WHAT TO DO ▸ Within the material below, how many lines carry the word "Target"? Answer with a single number.

RECORDS FOR THE EXERCISE ▸
-- Opening Marker --
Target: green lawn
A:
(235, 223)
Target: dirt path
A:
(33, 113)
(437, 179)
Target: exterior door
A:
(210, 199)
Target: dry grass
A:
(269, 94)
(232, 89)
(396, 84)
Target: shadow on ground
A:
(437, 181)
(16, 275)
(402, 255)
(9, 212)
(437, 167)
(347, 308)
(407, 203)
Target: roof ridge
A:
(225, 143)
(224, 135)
-- Closing Marker --
-- Opening Marker --
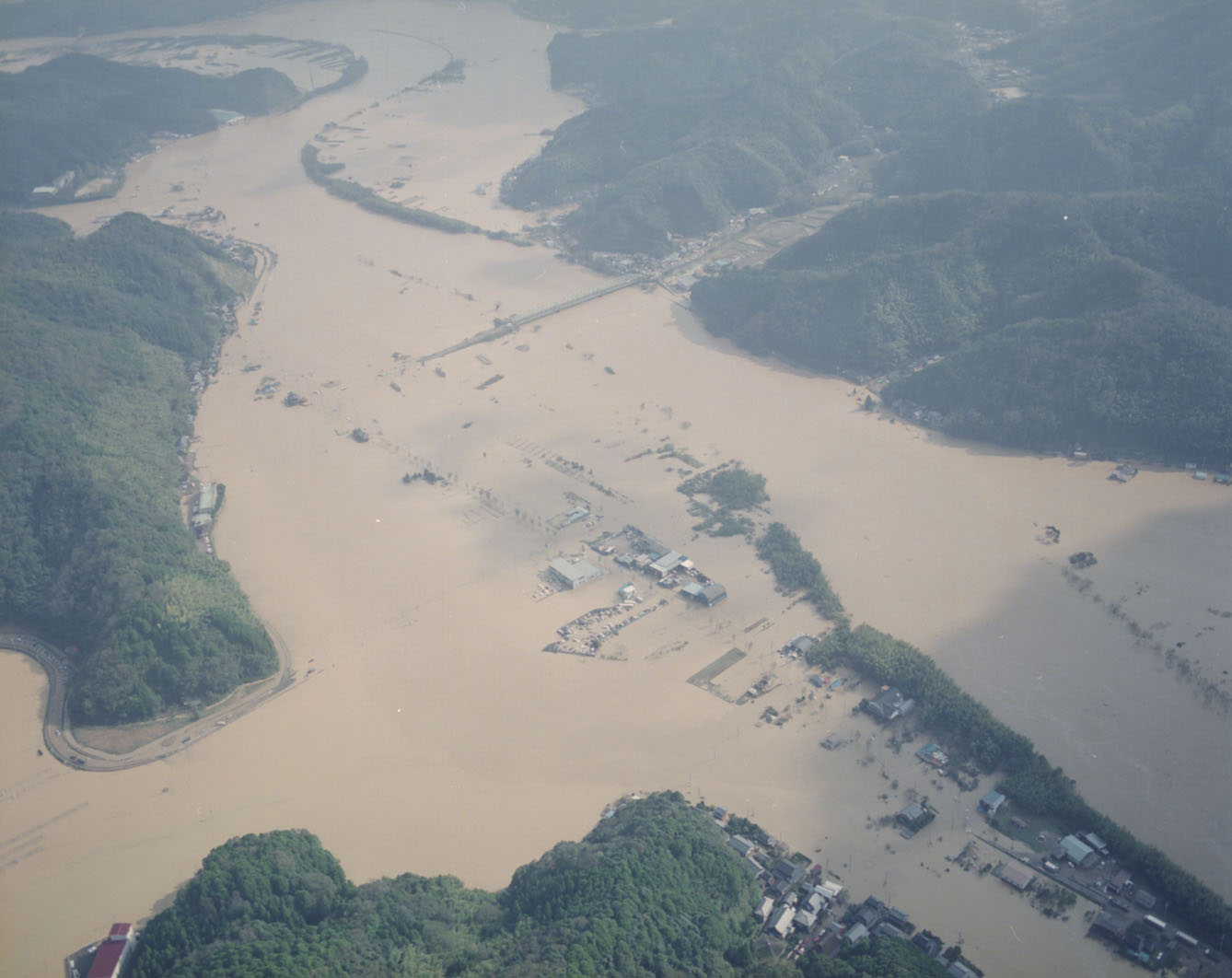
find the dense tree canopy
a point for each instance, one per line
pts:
-- Closing Marker --
OUTPUT OF THE TASK ▸ 6